▶ _Prompt_
Take the entries below and reproduce them word for word.

#####

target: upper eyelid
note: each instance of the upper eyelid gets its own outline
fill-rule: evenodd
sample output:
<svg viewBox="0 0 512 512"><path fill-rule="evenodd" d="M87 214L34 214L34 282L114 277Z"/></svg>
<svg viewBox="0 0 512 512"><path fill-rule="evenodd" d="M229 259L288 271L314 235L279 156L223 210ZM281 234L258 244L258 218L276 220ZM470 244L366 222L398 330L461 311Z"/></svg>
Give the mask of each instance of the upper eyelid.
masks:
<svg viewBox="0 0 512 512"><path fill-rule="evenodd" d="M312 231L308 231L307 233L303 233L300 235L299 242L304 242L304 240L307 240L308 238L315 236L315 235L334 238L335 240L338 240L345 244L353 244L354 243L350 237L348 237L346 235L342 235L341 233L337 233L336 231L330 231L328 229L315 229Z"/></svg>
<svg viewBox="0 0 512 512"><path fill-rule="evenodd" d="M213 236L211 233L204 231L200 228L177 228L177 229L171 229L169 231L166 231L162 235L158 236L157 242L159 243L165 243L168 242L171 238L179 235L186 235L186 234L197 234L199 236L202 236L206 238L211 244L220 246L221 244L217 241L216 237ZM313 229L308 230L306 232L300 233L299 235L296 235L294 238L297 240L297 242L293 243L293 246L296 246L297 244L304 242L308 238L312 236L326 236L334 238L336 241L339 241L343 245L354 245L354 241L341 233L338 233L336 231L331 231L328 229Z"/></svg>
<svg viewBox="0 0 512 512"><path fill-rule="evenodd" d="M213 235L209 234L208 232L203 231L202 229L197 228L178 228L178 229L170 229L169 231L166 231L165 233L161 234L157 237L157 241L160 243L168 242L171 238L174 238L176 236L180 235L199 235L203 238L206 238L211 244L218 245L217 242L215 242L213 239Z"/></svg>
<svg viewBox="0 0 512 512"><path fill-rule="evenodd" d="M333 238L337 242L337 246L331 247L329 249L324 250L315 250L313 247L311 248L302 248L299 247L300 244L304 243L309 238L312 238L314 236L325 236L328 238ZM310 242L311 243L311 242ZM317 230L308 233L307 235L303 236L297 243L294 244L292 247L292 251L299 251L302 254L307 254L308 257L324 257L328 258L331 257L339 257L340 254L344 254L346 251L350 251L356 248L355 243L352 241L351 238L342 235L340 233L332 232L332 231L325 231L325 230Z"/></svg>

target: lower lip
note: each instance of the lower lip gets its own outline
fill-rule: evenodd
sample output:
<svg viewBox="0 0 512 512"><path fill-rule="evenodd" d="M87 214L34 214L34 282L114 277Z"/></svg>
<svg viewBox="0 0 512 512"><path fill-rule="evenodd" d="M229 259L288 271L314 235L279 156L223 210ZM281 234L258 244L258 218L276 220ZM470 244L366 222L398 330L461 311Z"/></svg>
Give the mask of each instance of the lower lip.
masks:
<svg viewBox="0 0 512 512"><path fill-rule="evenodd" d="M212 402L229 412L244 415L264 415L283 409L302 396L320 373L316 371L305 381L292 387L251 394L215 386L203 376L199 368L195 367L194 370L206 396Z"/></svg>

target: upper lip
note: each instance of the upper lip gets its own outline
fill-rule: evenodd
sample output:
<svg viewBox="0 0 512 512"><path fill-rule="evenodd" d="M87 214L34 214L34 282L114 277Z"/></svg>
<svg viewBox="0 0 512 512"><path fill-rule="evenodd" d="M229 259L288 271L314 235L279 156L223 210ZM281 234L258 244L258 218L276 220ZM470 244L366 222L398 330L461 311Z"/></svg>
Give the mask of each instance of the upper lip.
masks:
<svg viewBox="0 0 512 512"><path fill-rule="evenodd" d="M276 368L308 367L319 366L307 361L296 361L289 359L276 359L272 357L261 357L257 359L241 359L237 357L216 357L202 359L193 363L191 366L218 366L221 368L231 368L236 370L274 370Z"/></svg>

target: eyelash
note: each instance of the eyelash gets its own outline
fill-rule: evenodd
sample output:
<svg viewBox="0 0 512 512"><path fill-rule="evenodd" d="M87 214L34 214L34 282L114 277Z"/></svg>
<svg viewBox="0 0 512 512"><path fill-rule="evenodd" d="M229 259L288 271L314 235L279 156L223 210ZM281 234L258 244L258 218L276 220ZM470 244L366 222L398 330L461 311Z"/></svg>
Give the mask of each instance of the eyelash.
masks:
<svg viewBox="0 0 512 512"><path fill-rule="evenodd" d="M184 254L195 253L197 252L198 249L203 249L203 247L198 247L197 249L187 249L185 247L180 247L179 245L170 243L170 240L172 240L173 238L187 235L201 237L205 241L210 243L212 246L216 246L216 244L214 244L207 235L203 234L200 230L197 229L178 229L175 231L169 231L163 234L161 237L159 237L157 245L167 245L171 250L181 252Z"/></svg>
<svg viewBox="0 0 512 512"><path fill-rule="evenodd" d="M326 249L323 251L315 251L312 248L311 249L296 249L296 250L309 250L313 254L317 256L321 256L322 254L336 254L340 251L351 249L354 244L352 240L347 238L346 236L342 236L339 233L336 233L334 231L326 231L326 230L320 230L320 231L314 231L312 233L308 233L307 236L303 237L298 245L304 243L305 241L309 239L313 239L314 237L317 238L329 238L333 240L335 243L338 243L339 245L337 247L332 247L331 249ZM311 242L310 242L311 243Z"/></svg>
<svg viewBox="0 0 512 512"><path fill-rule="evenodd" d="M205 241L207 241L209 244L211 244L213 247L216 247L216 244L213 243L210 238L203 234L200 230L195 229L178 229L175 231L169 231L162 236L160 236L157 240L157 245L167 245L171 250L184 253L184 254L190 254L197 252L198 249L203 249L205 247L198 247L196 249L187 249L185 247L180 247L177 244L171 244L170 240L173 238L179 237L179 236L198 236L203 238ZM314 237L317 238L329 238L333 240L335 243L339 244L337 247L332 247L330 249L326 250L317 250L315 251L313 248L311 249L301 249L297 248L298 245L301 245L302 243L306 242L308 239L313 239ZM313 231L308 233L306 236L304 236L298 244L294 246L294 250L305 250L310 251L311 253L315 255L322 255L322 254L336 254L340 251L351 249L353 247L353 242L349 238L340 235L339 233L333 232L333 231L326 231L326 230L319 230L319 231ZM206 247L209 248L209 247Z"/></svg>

#####

▶ _Output for this task_
target: upper eyelid
note: each instance of the upper eyelid gets its own outline
fill-rule: evenodd
sample output:
<svg viewBox="0 0 512 512"><path fill-rule="evenodd" d="M87 214L34 214L34 282L114 277Z"/></svg>
<svg viewBox="0 0 512 512"><path fill-rule="evenodd" d="M229 259L288 271L314 235L279 156L223 210ZM281 234L258 244L258 218L276 220ZM470 244L366 222L398 330L461 311Z"/></svg>
Give the mask of each instance of the upper eyelid.
masks:
<svg viewBox="0 0 512 512"><path fill-rule="evenodd" d="M312 231L308 231L307 233L303 233L300 235L299 242L304 242L304 240L307 240L308 238L315 236L315 235L334 238L335 240L338 240L345 244L353 244L354 243L350 237L348 237L346 235L342 235L341 233L337 233L336 231L330 231L328 229L315 229Z"/></svg>
<svg viewBox="0 0 512 512"><path fill-rule="evenodd" d="M213 236L211 233L204 231L200 228L177 228L177 229L171 229L169 231L166 231L162 235L158 236L157 242L159 243L165 243L168 242L171 238L179 235L186 235L186 234L197 234L199 236L202 236L206 238L211 244L220 246L221 244L217 241L216 237ZM313 229L308 230L306 232L300 233L299 235L296 235L294 238L297 240L297 242L293 243L293 246L296 246L297 244L304 242L308 238L312 236L326 236L334 238L336 241L339 241L343 245L354 245L354 241L341 233L338 233L336 231L331 231L328 229Z"/></svg>
<svg viewBox="0 0 512 512"><path fill-rule="evenodd" d="M213 235L209 234L208 232L203 231L202 229L197 228L178 228L178 229L170 229L169 231L166 231L165 233L161 234L157 237L157 241L160 243L168 242L171 238L174 238L176 236L180 235L199 235L203 238L206 238L211 244L218 245L217 242L215 242L213 239Z"/></svg>
<svg viewBox="0 0 512 512"><path fill-rule="evenodd" d="M333 238L337 242L337 246L331 247L329 249L324 250L315 250L313 247L311 248L302 248L299 247L300 244L304 243L309 238L312 238L314 236L325 236L328 238ZM310 242L311 243L311 242ZM317 230L308 233L307 235L303 236L297 243L294 244L292 247L292 251L299 251L302 254L307 254L308 257L324 257L328 258L331 257L339 257L340 254L344 254L346 251L350 251L356 248L355 243L352 241L351 238L342 235L340 233L332 232L332 231L325 231L325 230Z"/></svg>

target: lower lip
note: each instance of the lower lip gets its own outline
fill-rule: evenodd
sample output:
<svg viewBox="0 0 512 512"><path fill-rule="evenodd" d="M87 214L34 214L34 282L114 277Z"/></svg>
<svg viewBox="0 0 512 512"><path fill-rule="evenodd" d="M229 259L288 271L314 235L279 156L223 210ZM281 234L258 244L258 218L276 220ZM470 244L366 222L398 330L461 311Z"/></svg>
Give the mask of each instance of the lower lip.
masks:
<svg viewBox="0 0 512 512"><path fill-rule="evenodd" d="M212 402L229 412L244 415L264 415L283 409L302 396L320 373L316 371L305 381L292 387L251 394L215 386L203 376L199 368L195 367L194 370L206 396Z"/></svg>

target: upper lip
note: each instance of the upper lip gets its own outline
fill-rule: evenodd
sample output:
<svg viewBox="0 0 512 512"><path fill-rule="evenodd" d="M87 214L34 214L34 282L114 277Z"/></svg>
<svg viewBox="0 0 512 512"><path fill-rule="evenodd" d="M229 259L288 271L314 235L279 156L223 210ZM281 234L258 244L258 218L276 220ZM470 244L366 222L398 330L461 311Z"/></svg>
Give the mask of each instance of the upper lip.
masks:
<svg viewBox="0 0 512 512"><path fill-rule="evenodd" d="M276 368L308 367L319 366L307 361L296 361L289 359L276 359L272 357L261 357L257 359L241 359L237 357L216 357L202 359L193 363L191 366L218 366L221 368L231 368L236 370L274 370Z"/></svg>

target: eyelash
note: each instance of the eyelash gets its own outline
fill-rule: evenodd
sample output:
<svg viewBox="0 0 512 512"><path fill-rule="evenodd" d="M87 214L34 214L34 282L114 277Z"/></svg>
<svg viewBox="0 0 512 512"><path fill-rule="evenodd" d="M229 259L288 271L314 235L279 156L223 210ZM281 234L258 244L258 218L276 220ZM470 244L366 222L398 330L461 311Z"/></svg>
Give the mask of each instance of the eyelash.
masks:
<svg viewBox="0 0 512 512"><path fill-rule="evenodd" d="M184 254L195 253L197 252L198 249L203 249L203 247L198 247L197 249L187 249L185 247L180 247L179 245L170 243L170 240L172 240L173 238L187 235L201 237L205 241L210 243L212 246L216 246L216 244L214 244L207 235L203 234L200 230L197 229L178 229L175 231L169 231L163 234L161 237L159 237L157 245L167 245L171 250L181 252Z"/></svg>
<svg viewBox="0 0 512 512"><path fill-rule="evenodd" d="M326 249L323 251L315 251L312 248L311 249L296 249L296 250L309 250L313 254L317 256L321 256L322 254L336 254L340 251L351 249L354 244L352 240L347 238L346 236L342 236L339 233L336 233L334 231L326 231L326 230L320 230L320 231L314 231L312 233L308 233L307 236L303 237L298 245L304 243L305 241L309 239L313 239L314 237L317 238L329 238L333 240L335 243L338 243L339 245L337 247L332 247L331 249ZM311 242L310 242L311 243Z"/></svg>
<svg viewBox="0 0 512 512"><path fill-rule="evenodd" d="M205 241L207 241L209 244L211 244L213 247L216 247L216 244L213 243L210 238L203 234L200 230L195 229L178 229L175 231L169 231L162 236L160 236L157 240L157 245L167 245L171 250L184 253L184 254L190 254L197 252L198 249L203 249L205 247L198 247L196 249L187 249L185 247L180 247L177 244L171 244L170 240L173 238L179 237L179 236L198 236L203 238ZM314 237L317 238L329 238L333 240L335 243L339 244L337 247L332 247L330 249L326 250L317 250L315 251L313 248L311 249L301 249L297 248L298 245L301 245L302 243L306 242L308 239L313 239ZM313 231L308 233L306 236L304 236L298 244L294 246L294 250L305 250L310 251L311 253L315 255L322 255L322 254L336 254L340 251L351 249L353 247L353 242L349 238L340 235L339 233L333 232L333 231L326 231L326 230L319 230L319 231ZM206 247L209 248L209 247Z"/></svg>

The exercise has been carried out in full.